EXTRACT:
——
Hunt achieved his stunning success on the global stage with a minimum of fuss and fanfare, proving a contrast to many higher profile superstars of other sports at the time.
He was relatively quiet and mild-mannered on the squash court, preferring to let his racquet to do most of the talking.
But he was intensely driven and unwilling to show any form of weakness.
Hunt’s racquet worked the sort of magic that ensured his dominance in almost every event he entered, while in the process helping to promote squash into the mainstream during the golden era of the sport during the 1970s and ‘80s.
He was introduced to squash from his father Vic, and mother, Connie, who loved fitness and took on the sport to boost their physical activities.
His siblings Bill and Patricia also became elite players.
Hunt was 12 when he took the game on with relish and by the time he was 15 he had won the Victorian Junior Championships.
He would say later: “I decided to try it for myself; I played tennis before that. For two years, I did not miss a day playing squash, including Christmas Day.”
His father encouraged him in a number of different ways, including to never show signs of tiredness to an opponent, and to train throughout the year – not just in the winter months.
Even in his junior years, Hunt had been used to competing against men on his way to the 1965 Australian Amateur Men’s Championship.
He went on to win three World Amateur Championships (1967, 1969 and 1971) before turning professional at 24. Hunt, at the same time, would also win the first three International Amateur Teams Championships with teammates Dick Carter, Ken Hiscoe and Cam Nancarrow.
But not even that changed Hunt’s sense of composure under pressure or sense of fair play.
Hunt would explain: “Wins should be achieved by playing fair and square. Even though I would try as hard as possible every match, and despite what my opponent might do, it was against my principles to cheat by doing things like picking up double bounces or playing on after hitting the ball twice. Squash, to me, is a game of integrity and self-respect.”
——
EXTRACTED MATERIAL:
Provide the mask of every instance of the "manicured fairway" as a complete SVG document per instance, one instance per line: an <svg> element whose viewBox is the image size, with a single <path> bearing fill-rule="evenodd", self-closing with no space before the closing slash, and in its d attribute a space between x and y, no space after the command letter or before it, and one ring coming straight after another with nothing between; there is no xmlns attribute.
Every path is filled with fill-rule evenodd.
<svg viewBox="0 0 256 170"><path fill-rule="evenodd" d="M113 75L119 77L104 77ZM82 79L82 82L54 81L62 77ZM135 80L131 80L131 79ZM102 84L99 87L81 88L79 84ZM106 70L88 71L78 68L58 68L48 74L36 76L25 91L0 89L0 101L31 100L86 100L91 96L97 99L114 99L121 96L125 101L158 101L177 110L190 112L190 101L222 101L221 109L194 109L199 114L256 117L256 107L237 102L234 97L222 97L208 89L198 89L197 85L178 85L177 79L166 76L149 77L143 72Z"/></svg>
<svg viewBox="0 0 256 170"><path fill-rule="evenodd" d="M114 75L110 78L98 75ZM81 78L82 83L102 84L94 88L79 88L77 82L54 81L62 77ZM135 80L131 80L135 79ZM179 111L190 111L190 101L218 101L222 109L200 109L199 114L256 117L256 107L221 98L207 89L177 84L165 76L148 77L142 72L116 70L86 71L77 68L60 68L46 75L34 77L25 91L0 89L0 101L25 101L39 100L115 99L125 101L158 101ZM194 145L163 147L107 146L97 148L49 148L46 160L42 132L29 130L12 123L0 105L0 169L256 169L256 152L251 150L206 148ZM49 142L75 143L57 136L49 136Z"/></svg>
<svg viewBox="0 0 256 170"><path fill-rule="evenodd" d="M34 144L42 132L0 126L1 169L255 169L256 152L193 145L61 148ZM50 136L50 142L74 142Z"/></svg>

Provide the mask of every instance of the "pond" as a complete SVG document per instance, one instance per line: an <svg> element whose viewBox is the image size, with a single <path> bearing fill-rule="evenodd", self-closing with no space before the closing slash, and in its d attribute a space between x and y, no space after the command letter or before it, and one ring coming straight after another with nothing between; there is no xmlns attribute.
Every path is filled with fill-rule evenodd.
——
Rewrite the squash text starting at "But he was intensely" and ending at "1970s and ‘80s.", swapping "magic" for "wizardry". The rows play no part in this.

But he was intensely driven and unwilling to show any form of weakness.
Hunt’s racquet worked the sort of wizardry that ensured his dominance in almost every event he entered, while in the process helping to promote squash into the mainstream during the golden era of the sport during the 1970s and ‘80s.